>> Start

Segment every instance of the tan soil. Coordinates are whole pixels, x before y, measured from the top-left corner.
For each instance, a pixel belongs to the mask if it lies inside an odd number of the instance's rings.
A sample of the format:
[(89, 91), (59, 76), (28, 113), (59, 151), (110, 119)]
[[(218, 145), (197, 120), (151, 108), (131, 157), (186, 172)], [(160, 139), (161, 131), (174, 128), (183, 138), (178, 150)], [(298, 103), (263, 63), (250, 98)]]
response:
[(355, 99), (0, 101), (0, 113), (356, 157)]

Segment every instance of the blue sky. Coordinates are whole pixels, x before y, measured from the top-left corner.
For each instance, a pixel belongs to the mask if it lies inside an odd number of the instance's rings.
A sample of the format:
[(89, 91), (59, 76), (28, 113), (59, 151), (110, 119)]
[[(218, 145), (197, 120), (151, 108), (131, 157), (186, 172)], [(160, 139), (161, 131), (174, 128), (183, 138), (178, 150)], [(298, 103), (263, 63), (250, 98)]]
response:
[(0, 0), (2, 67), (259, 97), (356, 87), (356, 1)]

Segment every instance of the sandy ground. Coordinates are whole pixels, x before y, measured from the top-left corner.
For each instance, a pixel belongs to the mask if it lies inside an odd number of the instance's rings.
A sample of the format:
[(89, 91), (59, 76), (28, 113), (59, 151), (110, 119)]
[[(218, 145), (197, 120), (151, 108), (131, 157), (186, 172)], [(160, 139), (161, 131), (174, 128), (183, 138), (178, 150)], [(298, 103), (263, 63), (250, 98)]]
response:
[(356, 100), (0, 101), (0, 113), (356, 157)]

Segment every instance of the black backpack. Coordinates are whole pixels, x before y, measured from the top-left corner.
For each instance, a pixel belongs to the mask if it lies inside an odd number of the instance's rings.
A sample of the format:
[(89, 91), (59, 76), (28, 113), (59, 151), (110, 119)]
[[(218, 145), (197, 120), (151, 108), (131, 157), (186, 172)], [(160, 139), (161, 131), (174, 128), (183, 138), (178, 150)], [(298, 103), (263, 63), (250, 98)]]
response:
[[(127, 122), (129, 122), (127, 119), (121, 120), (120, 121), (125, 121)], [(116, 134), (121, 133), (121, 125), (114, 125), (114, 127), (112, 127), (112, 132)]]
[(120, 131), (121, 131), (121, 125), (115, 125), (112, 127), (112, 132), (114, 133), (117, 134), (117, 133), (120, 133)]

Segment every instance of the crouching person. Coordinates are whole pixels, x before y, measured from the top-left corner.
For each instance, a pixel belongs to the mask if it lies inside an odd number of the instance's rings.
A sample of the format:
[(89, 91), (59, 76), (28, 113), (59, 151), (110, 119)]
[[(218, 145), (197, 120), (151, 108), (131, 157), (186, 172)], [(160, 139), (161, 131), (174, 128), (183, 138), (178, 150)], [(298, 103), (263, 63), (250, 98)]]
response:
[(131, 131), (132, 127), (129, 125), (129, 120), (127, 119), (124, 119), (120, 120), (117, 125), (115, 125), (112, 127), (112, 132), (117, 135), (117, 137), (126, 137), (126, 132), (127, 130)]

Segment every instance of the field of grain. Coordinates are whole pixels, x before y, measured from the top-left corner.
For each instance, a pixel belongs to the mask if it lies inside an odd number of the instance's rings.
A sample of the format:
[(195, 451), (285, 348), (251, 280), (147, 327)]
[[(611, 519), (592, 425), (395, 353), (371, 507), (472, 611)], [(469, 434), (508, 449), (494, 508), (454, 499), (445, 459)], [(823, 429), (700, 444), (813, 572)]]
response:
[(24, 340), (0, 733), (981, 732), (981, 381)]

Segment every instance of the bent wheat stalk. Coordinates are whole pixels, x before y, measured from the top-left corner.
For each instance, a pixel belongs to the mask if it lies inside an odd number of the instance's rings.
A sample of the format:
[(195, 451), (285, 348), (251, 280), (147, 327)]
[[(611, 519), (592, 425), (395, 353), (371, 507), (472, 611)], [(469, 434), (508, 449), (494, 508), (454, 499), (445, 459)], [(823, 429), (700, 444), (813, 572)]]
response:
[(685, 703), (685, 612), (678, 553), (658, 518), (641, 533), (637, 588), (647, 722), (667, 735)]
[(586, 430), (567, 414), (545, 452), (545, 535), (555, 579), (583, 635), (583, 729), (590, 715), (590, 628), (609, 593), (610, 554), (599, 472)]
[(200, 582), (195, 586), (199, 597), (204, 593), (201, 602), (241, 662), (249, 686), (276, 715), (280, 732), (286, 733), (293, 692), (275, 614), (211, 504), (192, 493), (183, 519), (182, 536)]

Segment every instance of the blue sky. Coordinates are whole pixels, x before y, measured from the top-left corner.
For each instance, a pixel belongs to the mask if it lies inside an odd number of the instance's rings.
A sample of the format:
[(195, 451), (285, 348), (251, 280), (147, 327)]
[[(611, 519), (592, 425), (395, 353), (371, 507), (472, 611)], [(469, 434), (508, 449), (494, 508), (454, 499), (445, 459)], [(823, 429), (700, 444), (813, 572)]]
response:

>> End

Please rewrite the rows above as a numbered list, from the first line of the rows through the line containing "[(356, 100), (0, 101), (0, 113), (356, 157)]", both included, with blank lines left out.

1. Segment every instance of the tan soil. Coordinates are whole pixels, x before y, measured from the top-left corner.
2. For each instance, a pixel belongs to the mask if it lies inside an odd number of the instance's rings.
3. A sample of the format:
4. [(89, 91), (59, 76), (28, 113), (59, 151), (110, 119)]
5. [[(218, 145), (197, 120), (151, 108), (131, 157), (186, 172)], [(160, 139), (161, 131), (174, 128), (183, 138), (178, 150)], [(298, 103), (263, 63), (250, 98)]]
6. response:
7. [(355, 99), (0, 101), (0, 113), (356, 157)]
8. Segment every instance of the blue sky. Coordinates are whole pixels, x before y, measured from the top-left corner.
9. For each instance, a pixel belongs to the mask if it lies inside an odd number of the instance's rings.
10. A sample of the format:
11. [(89, 91), (59, 76), (28, 113), (59, 151), (110, 119)]
12. [[(218, 145), (197, 120), (151, 108), (131, 157), (186, 172)], [(160, 139), (161, 131), (174, 128), (183, 138), (178, 150)], [(298, 103), (263, 63), (250, 98)]]
13. response:
14. [(0, 0), (2, 67), (259, 97), (356, 87), (356, 1)]
15. Segment every instance of the sandy ground. Coordinates are whole pixels, x before y, measured from the top-left corner.
16. For each instance, a pixel belongs to the mask if it lies inside an odd number of the instance's rings.
17. A sample of the format:
18. [(89, 91), (59, 76), (28, 113), (59, 151), (110, 119)]
19. [[(218, 145), (197, 120), (151, 108), (131, 157), (186, 172)], [(160, 139), (161, 131), (174, 128), (183, 138), (178, 150)], [(298, 103), (263, 63), (250, 98)]]
20. response:
21. [(356, 100), (0, 101), (0, 113), (356, 157)]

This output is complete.